Data below:

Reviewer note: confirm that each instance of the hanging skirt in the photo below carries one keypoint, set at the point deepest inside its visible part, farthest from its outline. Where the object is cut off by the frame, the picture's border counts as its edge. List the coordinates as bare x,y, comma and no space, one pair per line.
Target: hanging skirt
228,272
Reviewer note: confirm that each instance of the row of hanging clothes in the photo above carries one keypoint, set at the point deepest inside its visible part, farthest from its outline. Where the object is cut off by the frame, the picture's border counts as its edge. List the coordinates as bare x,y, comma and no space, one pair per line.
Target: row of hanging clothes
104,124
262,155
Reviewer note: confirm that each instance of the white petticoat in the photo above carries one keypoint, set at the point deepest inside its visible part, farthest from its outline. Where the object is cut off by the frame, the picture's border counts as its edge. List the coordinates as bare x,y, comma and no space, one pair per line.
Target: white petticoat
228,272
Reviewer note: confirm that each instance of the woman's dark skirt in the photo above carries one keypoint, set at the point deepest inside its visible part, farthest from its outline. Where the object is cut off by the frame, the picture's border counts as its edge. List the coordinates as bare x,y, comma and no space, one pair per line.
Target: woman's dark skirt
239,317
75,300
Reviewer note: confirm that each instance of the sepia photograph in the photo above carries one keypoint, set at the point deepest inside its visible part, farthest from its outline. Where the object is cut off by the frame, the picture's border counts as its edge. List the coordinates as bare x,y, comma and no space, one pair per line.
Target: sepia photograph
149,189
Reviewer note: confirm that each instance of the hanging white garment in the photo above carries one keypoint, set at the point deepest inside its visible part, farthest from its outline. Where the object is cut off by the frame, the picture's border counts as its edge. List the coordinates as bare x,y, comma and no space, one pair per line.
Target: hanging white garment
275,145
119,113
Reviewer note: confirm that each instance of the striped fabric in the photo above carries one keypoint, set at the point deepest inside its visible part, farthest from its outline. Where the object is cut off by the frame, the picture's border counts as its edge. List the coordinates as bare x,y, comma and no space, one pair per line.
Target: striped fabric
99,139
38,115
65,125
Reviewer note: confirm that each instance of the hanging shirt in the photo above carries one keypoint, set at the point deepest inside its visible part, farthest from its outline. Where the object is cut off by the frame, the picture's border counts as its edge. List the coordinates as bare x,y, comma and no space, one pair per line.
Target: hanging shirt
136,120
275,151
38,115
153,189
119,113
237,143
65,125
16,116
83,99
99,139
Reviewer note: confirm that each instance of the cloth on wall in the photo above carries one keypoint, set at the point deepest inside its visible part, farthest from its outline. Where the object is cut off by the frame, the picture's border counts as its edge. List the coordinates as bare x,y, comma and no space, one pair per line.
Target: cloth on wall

End of Data.

#### Exercise brief:
Search the material for the word "wall". Each line where it is found must be copied.

#### Your solution:
Reviewer note: confirm that each instance of the cloth on wall in the photo above carries one keypoint, set at the point deepest inside its visible part, farthest from its outline. Where the object is cut off by the frame, the picture's border counts as its edge. List the coordinates as bare x,y, comma and no space, one pair per line.
Target: cloth on wall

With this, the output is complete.